WORK INSTRUCTIONS: Copy every one of the following records line for line, with no changes.

INFORMATION SHOWN:
* * * *
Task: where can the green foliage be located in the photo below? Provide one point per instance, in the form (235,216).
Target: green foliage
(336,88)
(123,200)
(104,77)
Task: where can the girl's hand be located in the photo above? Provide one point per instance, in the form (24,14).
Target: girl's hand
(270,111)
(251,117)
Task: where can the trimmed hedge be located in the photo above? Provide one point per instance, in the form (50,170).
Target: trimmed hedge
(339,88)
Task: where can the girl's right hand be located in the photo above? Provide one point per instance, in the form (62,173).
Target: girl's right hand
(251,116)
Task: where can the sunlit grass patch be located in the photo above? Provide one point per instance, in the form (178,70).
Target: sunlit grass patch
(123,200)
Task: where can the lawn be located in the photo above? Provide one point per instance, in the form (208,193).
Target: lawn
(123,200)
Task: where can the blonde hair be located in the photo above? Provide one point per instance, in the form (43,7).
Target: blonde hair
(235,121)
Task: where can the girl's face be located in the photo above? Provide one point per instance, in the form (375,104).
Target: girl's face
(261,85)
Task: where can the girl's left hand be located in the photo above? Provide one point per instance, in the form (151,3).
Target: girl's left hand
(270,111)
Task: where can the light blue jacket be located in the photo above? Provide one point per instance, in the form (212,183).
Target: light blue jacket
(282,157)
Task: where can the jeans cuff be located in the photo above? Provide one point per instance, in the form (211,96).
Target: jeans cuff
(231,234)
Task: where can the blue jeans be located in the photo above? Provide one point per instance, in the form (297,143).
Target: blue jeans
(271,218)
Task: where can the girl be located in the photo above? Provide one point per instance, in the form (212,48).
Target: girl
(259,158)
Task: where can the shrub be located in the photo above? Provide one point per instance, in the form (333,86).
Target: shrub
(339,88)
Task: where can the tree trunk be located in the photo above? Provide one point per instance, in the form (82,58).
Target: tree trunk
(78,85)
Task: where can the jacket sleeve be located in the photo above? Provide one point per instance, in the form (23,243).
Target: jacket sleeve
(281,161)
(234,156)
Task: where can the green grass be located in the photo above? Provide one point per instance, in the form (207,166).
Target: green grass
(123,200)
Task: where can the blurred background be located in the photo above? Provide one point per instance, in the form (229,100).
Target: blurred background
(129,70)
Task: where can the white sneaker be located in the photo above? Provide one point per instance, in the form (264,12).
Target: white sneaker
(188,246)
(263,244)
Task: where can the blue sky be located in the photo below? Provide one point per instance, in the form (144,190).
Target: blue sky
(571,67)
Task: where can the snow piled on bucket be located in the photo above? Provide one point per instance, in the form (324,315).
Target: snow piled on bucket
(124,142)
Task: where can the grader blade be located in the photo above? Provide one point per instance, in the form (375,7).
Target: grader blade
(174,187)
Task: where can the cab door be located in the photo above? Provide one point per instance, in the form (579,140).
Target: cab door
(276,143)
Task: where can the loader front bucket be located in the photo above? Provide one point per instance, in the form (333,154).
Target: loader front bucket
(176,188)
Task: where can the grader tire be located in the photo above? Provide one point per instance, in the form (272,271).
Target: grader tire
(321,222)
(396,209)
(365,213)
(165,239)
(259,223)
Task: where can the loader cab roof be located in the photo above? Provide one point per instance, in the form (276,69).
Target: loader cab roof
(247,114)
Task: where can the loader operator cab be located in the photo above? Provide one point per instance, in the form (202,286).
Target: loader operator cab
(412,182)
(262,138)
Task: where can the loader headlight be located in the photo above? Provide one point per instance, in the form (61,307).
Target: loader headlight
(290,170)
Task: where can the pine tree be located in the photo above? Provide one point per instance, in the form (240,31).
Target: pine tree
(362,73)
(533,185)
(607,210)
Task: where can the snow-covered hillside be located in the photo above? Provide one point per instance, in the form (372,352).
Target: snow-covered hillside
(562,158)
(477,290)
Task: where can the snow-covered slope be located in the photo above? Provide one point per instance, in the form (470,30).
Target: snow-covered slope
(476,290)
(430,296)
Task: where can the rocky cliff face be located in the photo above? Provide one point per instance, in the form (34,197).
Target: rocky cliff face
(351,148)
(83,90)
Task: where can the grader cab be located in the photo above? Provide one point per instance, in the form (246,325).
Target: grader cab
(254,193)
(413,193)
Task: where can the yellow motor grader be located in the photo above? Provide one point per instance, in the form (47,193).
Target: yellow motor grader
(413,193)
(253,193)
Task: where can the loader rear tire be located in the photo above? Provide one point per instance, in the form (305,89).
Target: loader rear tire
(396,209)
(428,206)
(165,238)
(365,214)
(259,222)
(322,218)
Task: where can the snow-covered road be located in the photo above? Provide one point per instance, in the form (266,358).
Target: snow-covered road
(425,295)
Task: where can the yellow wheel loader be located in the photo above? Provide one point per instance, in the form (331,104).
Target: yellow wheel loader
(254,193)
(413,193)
* * * *
REPLY:
Task: where can the green foliage be located in the photo below? Provide one point per instance, in the form (235,216).
Target: green foliage
(336,88)
(123,200)
(104,77)
Task: where can the girl's hand be located in the photo above? Provide one point per instance, in the form (24,14).
Target: girl's hand
(270,111)
(251,117)
Task: where can the trimmed hedge be located in the photo above? Provide one point per instance, in the form (50,170).
Target: trimmed hedge
(339,88)
Task: where can the girl's right hand be located in the photo above? Provide one point per instance, in the form (62,173).
Target: girl's right hand
(251,116)
Task: where can the sunlit grass patch be located in the photo above? Provide one point per instance, in the form (178,70).
Target: sunlit grass patch
(123,200)
Task: where can the lawn be located in the photo above? Provide one point per instance, in the form (208,193).
Target: lawn
(123,200)
Task: where can the blonde hair be located in the photo above? Provide one point per instance, in the form (43,7).
Target: blonde hair
(235,121)
Task: where can the girl's face be located in the photo above? Provide one point per instance, in the form (375,104).
Target: girl's face
(261,85)
Task: where can the girl's left hand be located in the photo above? Provide one point per instance, in the form (151,3).
Target: girl's left hand
(270,111)
Task: where can the light blue jacket be located in the photo above? Provide one point per instance, in the form (212,183).
Target: light blue jacket
(282,157)
Task: where can the jeans cuff be located in the photo above? Provide one point per instance, in the form (211,96).
Target: jeans cuff
(231,234)
Task: where can the blue jeans be located in the photo above? Provide one point per instance, in the form (297,143).
Target: blue jeans
(271,218)
Task: where can the girl be located in the photo above? Provide one point per instance, in the form (212,48).
Target: girl
(259,158)
Task: where can the shrub be located in the photo above? Provide one point per instance, in the form (333,86).
Target: shrub
(339,88)
Task: where can the tree trunk be located in the photo above? Provide one point per instance, in the form (82,58).
Target: tree trunk
(78,85)
Task: where can the jacket sleeve be located in the photo above? Provide one point per instance, in the form (23,243).
Target: jacket sleeve
(281,161)
(234,156)
Task: where can the green grass be located in the photo above? Provide one point per instance, in the form (207,166).
Target: green grass
(123,200)
Task: where can the blurred background be located in the photo above? Provide one point per instance, in the form (229,100).
Target: blurred background
(129,70)
Task: where can the white sneaker be located in the photo above? Provide one point per instance, in the form (264,12).
Target: white sneaker
(188,246)
(263,244)
Task: where can the blue sky be located in the photo below? Provide one point per instance, in the form (144,190).
Target: blue sky
(571,67)
Task: where can the snow piled on bucket be located in the photo above? Provide one point per instance, in the form (324,315).
Target: snow piled on bucket
(124,142)
Task: where can the grader blade be located in the photo above? Provide one point per instance, in the form (375,7).
Target: grader blade
(174,187)
Task: where can the cab door be located in the photo above? Provide one point per instance, in the form (579,140).
Target: cab door
(276,143)
Task: where can the loader front bucket be located in the photo above? Provide one point per instance, in the form (333,154).
Target: loader front bucket
(176,188)
Task: where can the grader tire be located in the photo above? Provide one point per instance, in the form (272,271).
Target: grader tire
(321,222)
(396,209)
(365,213)
(165,239)
(259,223)
Task: where can the loader cab roof be located in the photo above? Provide one point per instance, in the form (276,69).
Target: loader cab roof
(247,114)
Task: where can the loader operator cab be located in the photo above? Provide one point per instance, in the form (202,286).
Target: loader operator cab
(412,182)
(262,138)
Task: where can the loader headlight be located in the photo above? Provide one point per instance, in the form (61,307).
Target: loader headlight
(290,170)
Task: where can the pine tree be located in the photo above? Provide one point per instance, in the form (240,31).
Target: pine tree
(362,73)
(533,185)
(607,210)
Task: where can the snow-covered hillside be located in the photo above? Provide one point per instance, in the form (372,352).
Target: snow-covered hillside
(562,158)
(477,290)
Task: where can the snow-covered slope be located in the photo above? Provide one point per instance, in the form (470,30).
Target: snow-covered slope
(476,290)
(430,296)
Task: where can the rocky cliff face be located in the photo above? Provide one point per instance, in the form (34,197).
Target: rocky cliff face
(351,148)
(83,90)
Task: where can the grader cab be located in the photo above? Provide one point per instance, in the form (246,325).
Target: grader cab
(254,193)
(413,193)
Task: where can the yellow motor grader be located in the photo above? Provide one point per instance, in the form (47,193).
Target: yellow motor grader
(413,193)
(253,193)
Task: where can the loader rear tire be located in the photo above? Provide one point per instance, in the form (305,89).
Target: loader rear tire
(396,209)
(428,206)
(165,238)
(365,214)
(259,222)
(322,218)
Task: where can the snow-covered road be located in the photo above? Provide one point per instance, in the form (266,358).
Target: snow-covered road
(425,295)
Task: where can the yellow wheel loader be located in the photo above? Provide one point per instance, in the form (331,104).
Target: yellow wheel loader
(254,193)
(413,193)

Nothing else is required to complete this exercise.